━━ Extract

Grain densities determined from dry mass and volume measurements are essentially constant throughout lithostratigraphic Subunit IA (upper slope-apron facies), with a mean value of 2.65 g/cm3 (Fig. F26C). At the base of Subunit IA (94 mbsf), grain densities increase sharply to a mean value of 2.72 cm3 and remain nearly constant to the base of the hole. Scatter in grain density values also increases below 94 mbsf (Fig. F26C).
Overall, porosity at Site 1178 is characterized by a typical compaction trend, decreasing gradually with depth from ~63%-70% at the mudline to 26%-35% at 672 mbsf. Porosity values within lithostratigraphic Subunits IB and IC (middle and lower slope-apron facies) are more scattered than within Subunit IA and Unit II. The increased scatter may be attributed to lithologic variations in this relatively sand-rich part of the section.
Deviations from the general compaction trend occur at 70-100 and 140-160 mbsf, where porosity increases. In general, the boundaries between lithostratigraphic units are not characterized by large changes in porosity (Fig. F26A, F26D), although the boundary between lithostratigraphic Units I and II at 199 mbsf does coincide with a short interval of slightly decreased porosity.

━━━━

** Objective 1 **
In the entries, how many lines contain the word "plastic"? Case counts; give only the number.

━━ Supplied material

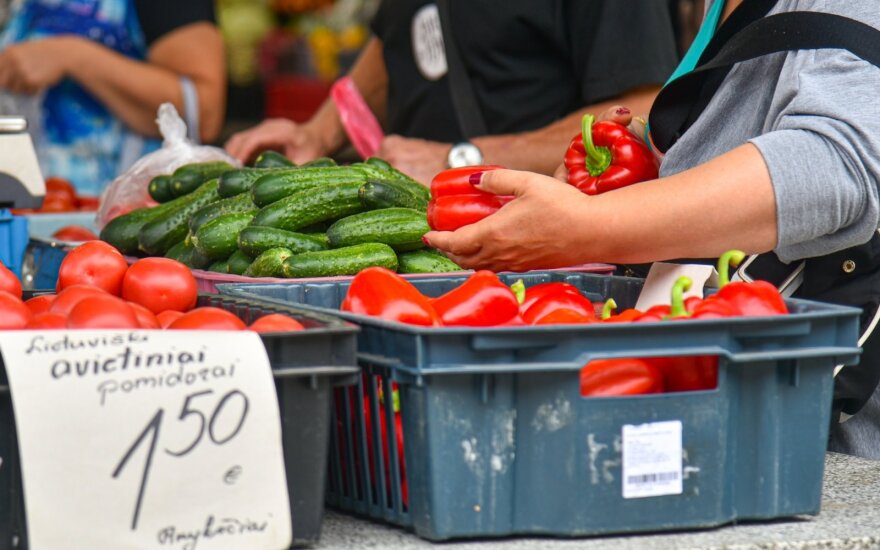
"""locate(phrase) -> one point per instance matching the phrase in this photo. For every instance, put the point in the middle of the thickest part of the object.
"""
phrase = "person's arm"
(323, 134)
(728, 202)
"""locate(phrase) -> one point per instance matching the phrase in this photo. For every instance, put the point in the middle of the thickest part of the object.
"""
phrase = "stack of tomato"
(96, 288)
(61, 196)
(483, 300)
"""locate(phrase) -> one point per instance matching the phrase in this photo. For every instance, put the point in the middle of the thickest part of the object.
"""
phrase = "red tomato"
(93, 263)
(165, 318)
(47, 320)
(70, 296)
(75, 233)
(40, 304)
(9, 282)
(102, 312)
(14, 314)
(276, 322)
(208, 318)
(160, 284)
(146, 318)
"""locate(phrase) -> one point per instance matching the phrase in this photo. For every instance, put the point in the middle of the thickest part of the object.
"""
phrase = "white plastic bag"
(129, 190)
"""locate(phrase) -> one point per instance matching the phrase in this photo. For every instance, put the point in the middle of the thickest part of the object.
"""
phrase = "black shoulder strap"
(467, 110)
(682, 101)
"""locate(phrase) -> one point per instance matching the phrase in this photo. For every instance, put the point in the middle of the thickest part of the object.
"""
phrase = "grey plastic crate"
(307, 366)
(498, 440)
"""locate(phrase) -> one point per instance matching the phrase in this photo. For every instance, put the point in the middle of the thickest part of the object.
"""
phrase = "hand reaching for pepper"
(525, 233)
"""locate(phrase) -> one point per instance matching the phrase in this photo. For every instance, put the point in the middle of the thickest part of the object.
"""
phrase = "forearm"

━━━━

** Objective 2 **
Can you carry the passage on grain density and porosity at Site 1178 forward from its final sentence?

** Written reply 1 **
2

** Written reply 2 **
Undrained shear strength measurements were made using a miniature automated vane shear (AVS) and were conducted exclusively in fine-grained silty clays. Shear strengths increase gradually downhole from 15 kPa at the seafloor to values >130 kPa at 60 mbsf (Fig. F27). Scatter in the data reflects opening of fractures at the tips of the AVS vanes during some measurements. For this reason, actual sediment strength is probably best reflected by the highest measured values.
Thermal conductivity was measured using one of two methods, depending on core condition. For shallow, nonindurated samples, a needle probe was inserted into the unsplit core for a full-space conductivity measurement. Below 342 mbsf (Core 190-1178A-37X), insertion of the needle caused fracturing, so a half-space method was used on split cores. Half-space measurements were sparse because of lack of core pieces of sufficient size.
Within lithostratigraphic Subunit IA (upper slope-apron facies), thermal conductivity averages 1.1 W/(m·°C), which is slightly higher than seen at similar depths at other sites. A drop in thermal conductivity is observed at the bottom of this subunit. Between 100 and 340 mbsf, thermal conductivity averages 1.2 W/(m·°C) and does not show any distinct changes at lithologic or stratigraphic boundaries. Between 340 mbsf and the bottom of Hole 1178B, the limited measurements indicate values of 1.5 W/(m·°C) or greater.
A conductive heat flow of ~51 mW/m2 was defined by shipboard thermal conductivity and downhole temperature measurements to ~115 mbsf (see "In Situ Temperature and Pressure Measurements Section"). Using this estimated heat flow and measured shipboard thermal conductivity, projected downhole temperatures reach ~20°C at 400 mbsf, the depth of the BSR, and ~25°C at the bottom of Hole 1178B (Fig. F28B).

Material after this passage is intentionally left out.